After the capture of the rest of the division, 3rd South African Infantry Brigade and the 1st Field Regiment of the Cape Field Artillery became part of the South African 1st Infantry Division.

== Order of battle ==

===Initial operational deployment: 2 December 1941===
On 18 September 1941 the division was re-allocated from X Corps command to falling under General HQ command and were responsible for protecting the railway and water supply lines between Alexandria and Mersa Matruh. On 11 October, the Kaffrarian Rifles were detached from the division and deployed to protect the landing fields in the Daba-Fuka-Bagush area. On taking over responsibility for the Frontier area on 2 December 1941 the divisional order of battle, as part of the 8th Army was:

- HQ 2nd Infantry Division (Maj-Gen I. P. de Villiers )
  - One Squadron, 6th South African Armoured Car Regiment
- Braforce (Brig. Medley)
  - 2nd South African Infantry Brigade (Note: This brigade was attached to the 1st South African Division after the loss of the 5th Infantry Brigade at Sidi-Rezegh.) (Brig. W. H. E. Poole )
  - 4th South African Infantry Brigade (less one battalion) (Brig. A.A. Hayton )
  - 4th Field Regiment, S A Artillery
  - One Battery, 5th Field Regiment, S A Artillery
  - One Troop, 67th Medium Regiment, Royal Artillery
  - One Troop, 68th Medium Regiment, Royal Artillery
  - C and D Companies, Die Middellandse Regiment
- 3rd South African Infantry Brigade (Brig. C. E. Borain ):
  - Imperial Light Horse
  - 1st Royal Durban Light Infantry
  - Rand Light Infantry
  - 5th Field Regiment, S A Artillery (less one battery)
- 6th South African Infantry Brigade (Brig. F. W. Cooper ):
  - 2nd Transvaal Scottish
  - 1st South African Police Battalion
  - 2nd South African Police Battalion
  - 1st Field Regiment, Cape Field Artillery
- Railhead Force (Lt. Col. G. E. L. L'Estrange ):
  - Umvoti Mounted Rifles
  - Die Middellandse Regiment
  - Detachment TDS (approx 30 "I" Tanks (Note: Infantry support tanks))
  - 10th Field Company, South African Engineering Corps
- 5th New Zealand Infantry Brigade Group

===Order of battle: The Fall of Tobruk ===
Order of Battle as at 20 June 1942

- Division troops
  - Die Middellandse Regiment (Machine-gun battalion)

+ + + + + + +

#### Required actions:
#1 For each statement below, say whether the passage on the 2nd Infantry Division agrees with it. Answer yes or no, and quote the deciding words of the passage.
(a) The Kaffrarian Rifles were detached from the division on 11 October.
(b) Brig. C. E. Borain commanded the 6th South African Infantry Brigade.
(c) The division was made responsible for protecting the railway and water supply lines between Alexandria and Mersa Matruh.
#2 Carry on the passage on the 2nd Infantry Division from its last line.

+ + + + + + +

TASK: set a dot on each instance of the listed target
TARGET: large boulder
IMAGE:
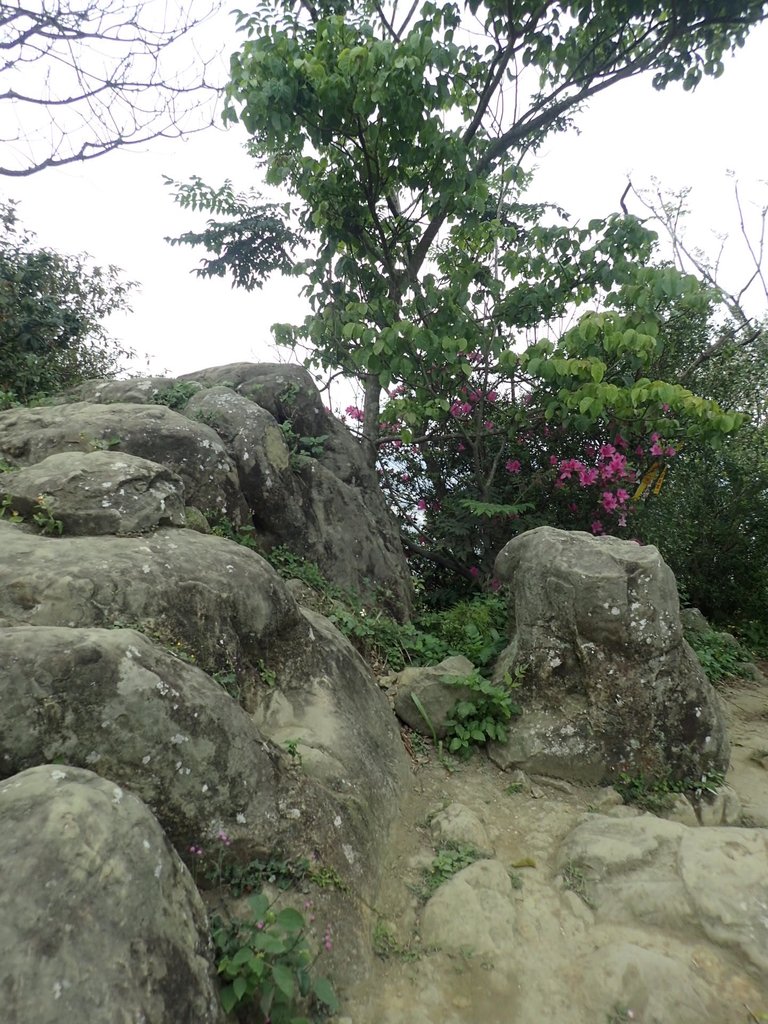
(707, 882)
(113, 701)
(607, 681)
(99, 920)
(305, 479)
(189, 449)
(332, 511)
(92, 493)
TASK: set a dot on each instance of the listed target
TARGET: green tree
(52, 309)
(399, 141)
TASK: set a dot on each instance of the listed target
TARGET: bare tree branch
(85, 77)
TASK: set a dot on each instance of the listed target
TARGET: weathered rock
(340, 520)
(473, 911)
(137, 390)
(99, 921)
(458, 823)
(437, 689)
(226, 607)
(693, 621)
(326, 699)
(552, 742)
(212, 598)
(93, 493)
(597, 632)
(190, 450)
(721, 808)
(664, 875)
(681, 810)
(114, 702)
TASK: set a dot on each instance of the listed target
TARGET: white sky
(118, 210)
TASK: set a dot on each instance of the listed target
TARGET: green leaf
(228, 998)
(291, 920)
(284, 979)
(324, 991)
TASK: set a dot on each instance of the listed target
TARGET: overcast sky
(118, 210)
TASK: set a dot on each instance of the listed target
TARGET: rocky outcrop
(94, 493)
(253, 443)
(608, 684)
(426, 696)
(111, 700)
(99, 920)
(713, 882)
(188, 449)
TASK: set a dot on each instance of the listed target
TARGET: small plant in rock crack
(291, 748)
(177, 395)
(265, 963)
(451, 858)
(574, 879)
(481, 716)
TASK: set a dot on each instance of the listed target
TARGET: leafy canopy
(52, 307)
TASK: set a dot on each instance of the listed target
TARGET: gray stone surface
(189, 449)
(112, 701)
(99, 921)
(597, 632)
(436, 695)
(94, 493)
(473, 911)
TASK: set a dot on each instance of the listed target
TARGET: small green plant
(656, 795)
(620, 1015)
(44, 518)
(574, 879)
(451, 858)
(265, 963)
(7, 511)
(99, 443)
(481, 716)
(221, 526)
(227, 681)
(386, 946)
(41, 515)
(177, 395)
(302, 445)
(720, 653)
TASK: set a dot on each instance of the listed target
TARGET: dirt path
(561, 961)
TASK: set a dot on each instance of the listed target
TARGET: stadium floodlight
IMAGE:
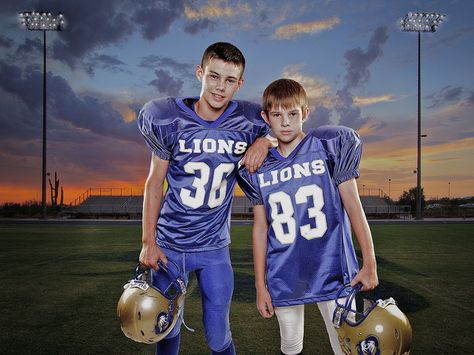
(420, 22)
(43, 21)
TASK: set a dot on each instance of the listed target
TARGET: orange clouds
(295, 29)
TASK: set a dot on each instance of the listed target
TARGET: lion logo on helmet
(368, 346)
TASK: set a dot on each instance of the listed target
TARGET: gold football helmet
(148, 313)
(381, 329)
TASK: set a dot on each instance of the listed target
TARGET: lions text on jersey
(203, 158)
(310, 254)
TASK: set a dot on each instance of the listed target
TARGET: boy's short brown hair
(285, 93)
(224, 51)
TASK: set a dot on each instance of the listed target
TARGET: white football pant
(291, 321)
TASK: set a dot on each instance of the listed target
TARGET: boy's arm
(351, 201)
(257, 152)
(259, 243)
(152, 198)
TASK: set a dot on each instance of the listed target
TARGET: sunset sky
(358, 68)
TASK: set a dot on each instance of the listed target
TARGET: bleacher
(108, 202)
(113, 202)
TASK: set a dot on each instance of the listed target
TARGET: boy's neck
(285, 149)
(206, 112)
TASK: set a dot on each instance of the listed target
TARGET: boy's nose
(220, 85)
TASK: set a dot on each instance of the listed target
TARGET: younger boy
(304, 195)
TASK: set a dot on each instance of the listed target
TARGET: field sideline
(61, 283)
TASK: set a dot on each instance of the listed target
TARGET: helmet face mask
(381, 329)
(148, 313)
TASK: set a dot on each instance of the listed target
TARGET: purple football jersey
(310, 254)
(203, 157)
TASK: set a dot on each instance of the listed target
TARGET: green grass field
(61, 283)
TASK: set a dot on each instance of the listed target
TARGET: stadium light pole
(420, 22)
(42, 21)
(389, 196)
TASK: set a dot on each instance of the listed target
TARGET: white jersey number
(282, 212)
(218, 185)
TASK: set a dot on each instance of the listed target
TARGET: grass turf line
(60, 286)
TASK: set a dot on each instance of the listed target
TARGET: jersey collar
(209, 124)
(278, 156)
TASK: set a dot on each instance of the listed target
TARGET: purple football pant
(216, 282)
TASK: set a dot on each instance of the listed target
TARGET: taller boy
(197, 143)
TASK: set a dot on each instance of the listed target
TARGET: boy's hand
(264, 303)
(150, 254)
(256, 154)
(367, 276)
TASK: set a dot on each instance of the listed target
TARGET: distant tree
(409, 198)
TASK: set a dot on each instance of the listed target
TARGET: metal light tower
(42, 21)
(389, 195)
(420, 22)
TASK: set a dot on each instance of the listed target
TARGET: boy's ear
(305, 113)
(199, 72)
(265, 118)
(240, 83)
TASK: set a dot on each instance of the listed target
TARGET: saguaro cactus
(55, 193)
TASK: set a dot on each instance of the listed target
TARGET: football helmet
(381, 329)
(148, 313)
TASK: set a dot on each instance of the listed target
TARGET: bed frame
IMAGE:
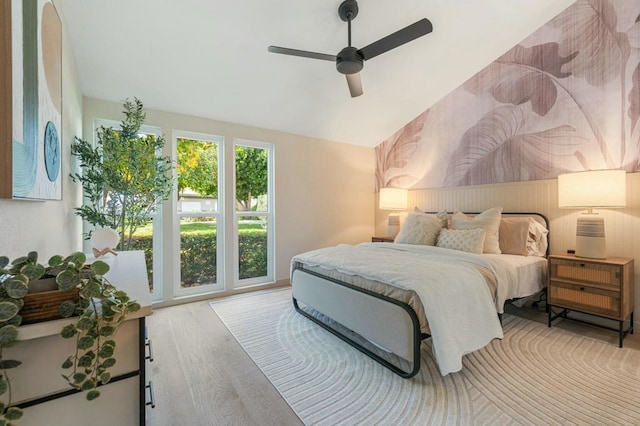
(401, 333)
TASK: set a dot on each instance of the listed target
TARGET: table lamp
(588, 190)
(393, 199)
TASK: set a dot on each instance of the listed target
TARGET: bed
(395, 295)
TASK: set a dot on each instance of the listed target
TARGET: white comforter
(458, 303)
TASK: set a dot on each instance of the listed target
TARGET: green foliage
(102, 309)
(198, 254)
(123, 177)
(92, 330)
(198, 167)
(251, 175)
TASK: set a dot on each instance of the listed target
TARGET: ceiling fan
(350, 60)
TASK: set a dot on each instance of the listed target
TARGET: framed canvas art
(30, 100)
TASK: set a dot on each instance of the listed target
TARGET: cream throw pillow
(419, 228)
(469, 240)
(514, 235)
(488, 220)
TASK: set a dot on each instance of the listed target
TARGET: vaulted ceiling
(209, 58)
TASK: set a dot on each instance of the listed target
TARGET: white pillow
(488, 220)
(419, 228)
(469, 240)
(442, 216)
(537, 241)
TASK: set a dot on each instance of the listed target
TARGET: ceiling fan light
(349, 61)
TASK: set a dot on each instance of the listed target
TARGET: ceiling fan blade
(303, 53)
(355, 84)
(405, 35)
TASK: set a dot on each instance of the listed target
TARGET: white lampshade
(594, 188)
(104, 240)
(393, 199)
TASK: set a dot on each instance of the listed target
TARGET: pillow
(489, 220)
(419, 228)
(514, 235)
(442, 216)
(469, 240)
(537, 240)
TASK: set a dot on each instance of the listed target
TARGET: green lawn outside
(198, 248)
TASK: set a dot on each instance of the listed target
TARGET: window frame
(269, 214)
(219, 215)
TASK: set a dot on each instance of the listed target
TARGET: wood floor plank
(202, 376)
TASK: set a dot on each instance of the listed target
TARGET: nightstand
(382, 239)
(599, 287)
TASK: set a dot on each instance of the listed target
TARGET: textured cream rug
(535, 375)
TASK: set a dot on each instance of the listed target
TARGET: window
(254, 206)
(199, 211)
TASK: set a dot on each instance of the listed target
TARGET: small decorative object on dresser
(602, 287)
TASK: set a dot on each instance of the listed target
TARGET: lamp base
(590, 240)
(393, 225)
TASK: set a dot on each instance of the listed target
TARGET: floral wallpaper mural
(567, 98)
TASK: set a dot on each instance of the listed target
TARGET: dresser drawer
(596, 274)
(584, 298)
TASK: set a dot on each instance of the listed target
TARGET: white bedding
(458, 304)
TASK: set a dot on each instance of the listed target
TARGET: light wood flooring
(201, 375)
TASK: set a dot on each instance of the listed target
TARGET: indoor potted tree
(123, 177)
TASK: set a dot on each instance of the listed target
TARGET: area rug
(535, 375)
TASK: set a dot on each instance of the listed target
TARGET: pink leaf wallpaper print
(564, 99)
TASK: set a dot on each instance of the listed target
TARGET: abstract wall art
(567, 98)
(31, 100)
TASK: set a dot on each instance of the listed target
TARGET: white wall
(622, 226)
(50, 227)
(324, 190)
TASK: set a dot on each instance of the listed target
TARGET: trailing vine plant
(101, 309)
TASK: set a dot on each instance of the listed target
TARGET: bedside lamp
(590, 189)
(393, 199)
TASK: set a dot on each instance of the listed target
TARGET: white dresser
(38, 387)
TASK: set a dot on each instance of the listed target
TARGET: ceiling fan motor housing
(349, 61)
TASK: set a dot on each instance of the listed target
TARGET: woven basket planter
(43, 305)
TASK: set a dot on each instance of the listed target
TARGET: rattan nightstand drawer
(601, 287)
(585, 299)
(600, 275)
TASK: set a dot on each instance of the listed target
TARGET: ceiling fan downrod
(349, 60)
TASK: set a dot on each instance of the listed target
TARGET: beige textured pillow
(419, 228)
(488, 220)
(514, 235)
(469, 240)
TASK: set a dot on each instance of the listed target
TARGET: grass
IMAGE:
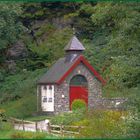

+ + + + + + +

#### Written responses:
#1
(a) Yes: "On 11 October, the Kaffrarian Rifles were detached from the division"
(b) No: "6th South African Infantry Brigade (Brig. F. W. Cooper"
(c) Yes: "were responsible for protecting the railway and water supply lines between Alexandria and Mersa Matruh"

#2
  - 7th South African Reconnaissance Battalion
  - 2nd Field Regiment, Natal Field Artillery, South African Artillery
  - 3rd Field Regiment, Transvaal Horse Artillery, South African Artillery
  - 6th Anti-Tank Battery, South African Artillery
  - 2nd Light Anti-aircraft Regiment, South African Artillery
  - 2nd Battery, Cape Field Artillery (composed of men from Umtata, Transkei)
  - 4th and 10th South African Field Companies, S A Engineers
- 4th South African Infantry Brigade
  - 2nd Royal Durban Light Infantry
  - Umvoti Mounted Rifles
  - Kaffrarian Rifles
  - Blake Group (a composite battalion ex 1 SA Div)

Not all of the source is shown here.